══ TASK DATA ══
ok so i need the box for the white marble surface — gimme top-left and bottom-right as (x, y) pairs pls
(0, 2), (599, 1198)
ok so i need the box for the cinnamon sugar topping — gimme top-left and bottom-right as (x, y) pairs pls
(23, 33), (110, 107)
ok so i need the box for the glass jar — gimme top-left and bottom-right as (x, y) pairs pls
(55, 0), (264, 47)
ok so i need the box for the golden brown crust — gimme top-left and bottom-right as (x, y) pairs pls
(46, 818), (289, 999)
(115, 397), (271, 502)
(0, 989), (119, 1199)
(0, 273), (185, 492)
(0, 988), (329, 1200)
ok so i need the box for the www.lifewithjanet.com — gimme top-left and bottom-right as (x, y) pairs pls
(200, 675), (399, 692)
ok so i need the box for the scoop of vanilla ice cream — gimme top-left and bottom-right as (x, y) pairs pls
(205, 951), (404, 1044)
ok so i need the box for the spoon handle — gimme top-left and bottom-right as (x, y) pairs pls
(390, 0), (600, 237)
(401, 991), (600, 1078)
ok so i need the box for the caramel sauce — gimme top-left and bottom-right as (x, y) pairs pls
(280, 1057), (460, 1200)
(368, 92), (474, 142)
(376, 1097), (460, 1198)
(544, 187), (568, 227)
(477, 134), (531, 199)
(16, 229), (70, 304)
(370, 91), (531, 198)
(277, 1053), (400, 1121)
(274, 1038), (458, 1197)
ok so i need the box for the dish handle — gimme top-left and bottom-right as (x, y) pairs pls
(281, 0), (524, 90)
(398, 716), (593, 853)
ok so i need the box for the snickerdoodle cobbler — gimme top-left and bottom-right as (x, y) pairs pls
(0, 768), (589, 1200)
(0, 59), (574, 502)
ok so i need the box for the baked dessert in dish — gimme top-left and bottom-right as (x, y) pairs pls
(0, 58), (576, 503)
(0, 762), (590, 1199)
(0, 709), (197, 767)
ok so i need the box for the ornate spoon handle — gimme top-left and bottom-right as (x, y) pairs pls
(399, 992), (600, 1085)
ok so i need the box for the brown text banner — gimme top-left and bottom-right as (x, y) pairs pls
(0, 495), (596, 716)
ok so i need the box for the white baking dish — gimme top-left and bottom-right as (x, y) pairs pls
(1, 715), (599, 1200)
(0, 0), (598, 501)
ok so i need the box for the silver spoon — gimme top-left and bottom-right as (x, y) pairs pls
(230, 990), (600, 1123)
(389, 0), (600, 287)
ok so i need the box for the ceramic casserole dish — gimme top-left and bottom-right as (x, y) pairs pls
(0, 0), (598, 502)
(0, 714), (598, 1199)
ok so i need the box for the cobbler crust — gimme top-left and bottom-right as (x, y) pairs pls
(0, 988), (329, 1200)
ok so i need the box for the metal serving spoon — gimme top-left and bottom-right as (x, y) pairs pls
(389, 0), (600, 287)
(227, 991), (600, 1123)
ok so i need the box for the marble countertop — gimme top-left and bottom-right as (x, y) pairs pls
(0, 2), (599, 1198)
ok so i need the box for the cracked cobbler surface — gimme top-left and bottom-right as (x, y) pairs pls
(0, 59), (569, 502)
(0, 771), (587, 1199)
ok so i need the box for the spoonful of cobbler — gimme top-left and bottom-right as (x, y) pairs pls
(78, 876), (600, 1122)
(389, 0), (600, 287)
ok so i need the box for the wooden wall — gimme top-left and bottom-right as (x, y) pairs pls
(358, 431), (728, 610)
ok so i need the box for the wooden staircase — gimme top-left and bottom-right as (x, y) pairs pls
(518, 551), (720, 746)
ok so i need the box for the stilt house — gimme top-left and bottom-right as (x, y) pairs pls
═══
### PROBLEM STATEMENT
Repeat, word for word, all of the data shown above.

### RESULT OF THE EXERCISE
ok so i need the box for the white marble surface — gimme top-left and bottom-right as (x, y) pairs pls
(0, 2), (599, 1198)
ok so i need the box for the cinnamon sugar topping — gimme top-left and bottom-right as (x, y) pairs pls
(23, 33), (110, 107)
ok so i need the box for the glass jar — gimme top-left and bottom-right as (x, y) pairs pls
(55, 0), (264, 47)
ok so i need the box for the golden brown crust — gimme top-left and bottom-right as (x, y) pairs pls
(46, 818), (289, 999)
(115, 397), (271, 502)
(0, 989), (119, 1199)
(0, 273), (185, 492)
(0, 988), (329, 1200)
ok so i need the box for the www.lifewithjanet.com — gimme top-left and bottom-right as (x, y) pairs pls
(200, 675), (399, 692)
ok so i need the box for the scoop of vanilla ice cream — gimme top-left and bottom-right as (x, y) pairs pls
(205, 951), (404, 1044)
ok so i need the box for the spoon handle — gimme top-left and bottom-right as (x, y) pairs pls
(390, 0), (600, 237)
(401, 991), (600, 1078)
ok so i need the box for the caramel sauce — gimme top-left and bottom-right as (x, y) pairs pls
(280, 1057), (460, 1200)
(368, 92), (474, 142)
(376, 1097), (460, 1198)
(544, 187), (568, 227)
(477, 134), (531, 199)
(16, 229), (70, 304)
(370, 91), (531, 198)
(277, 1053), (400, 1121)
(274, 1038), (458, 1197)
ok so i need the box for the dish handle — gimme top-left and bottom-right as (x, y) pairs pls
(281, 0), (524, 90)
(398, 716), (593, 853)
ok so i need the box for the snickerdoodle cobbler — gimme top-left and bottom-right as (x, y) pairs pls
(0, 768), (589, 1200)
(0, 59), (574, 502)
ok so i need the box for the baked dessert in dish — gimme top-left and bottom-right as (x, y) pairs pls
(0, 58), (576, 503)
(0, 762), (590, 1199)
(0, 709), (197, 767)
ok so i need the box for the ornate spoon handle — gimme top-left and bottom-right as (x, y) pairs pls
(399, 992), (600, 1085)
ok so i need the box for the brown text banner — gimme top-left and bottom-right as (x, y) pairs pls
(0, 495), (596, 716)
ok so i need the box for the white baking dish — gimme top-left and bottom-right as (x, y) pairs pls
(1, 715), (599, 1200)
(0, 0), (598, 501)
ok so i need the box for the silver spoon — gimme top-left and bottom-right as (x, y) pairs pls
(230, 990), (600, 1123)
(389, 0), (600, 287)
ok so i need the box for the ceramic casserole dish — gimme top-left and bottom-right as (x, y) pairs pls
(0, 0), (598, 502)
(0, 714), (598, 1199)
ok so i need the box for the cobbler crust — gimme top-left and bottom-right as (x, y) pairs pls
(0, 988), (329, 1200)
ok so i need the box for the metal serving spoon — gimme top-left and bottom-right as (x, y) pairs pls
(389, 0), (600, 287)
(227, 991), (600, 1123)
ok so i need the box for the marble countertop — gimme top-left and bottom-right as (x, y) pairs pls
(0, 2), (599, 1198)
ok so i need the box for the cracked cobbler surface — gimme top-left and bottom-right as (x, y) pairs pls
(0, 59), (569, 502)
(0, 771), (587, 1199)
ok so i need the box for the spoonful of cobbler — gimme top-left and bottom-right as (x, y) pairs pls
(78, 876), (600, 1122)
(389, 0), (600, 287)
ok so i need the box for the wooden wall — gimme top-left and bottom-right as (x, y) pairs pls
(358, 431), (728, 610)
ok so i need the box for the wooden staircase — gimme top-left and bottom-right as (x, y) pairs pls
(518, 551), (720, 746)
ok so i need the box for the stilt house — gimme top-left and bottom-right as (x, y) pairs pls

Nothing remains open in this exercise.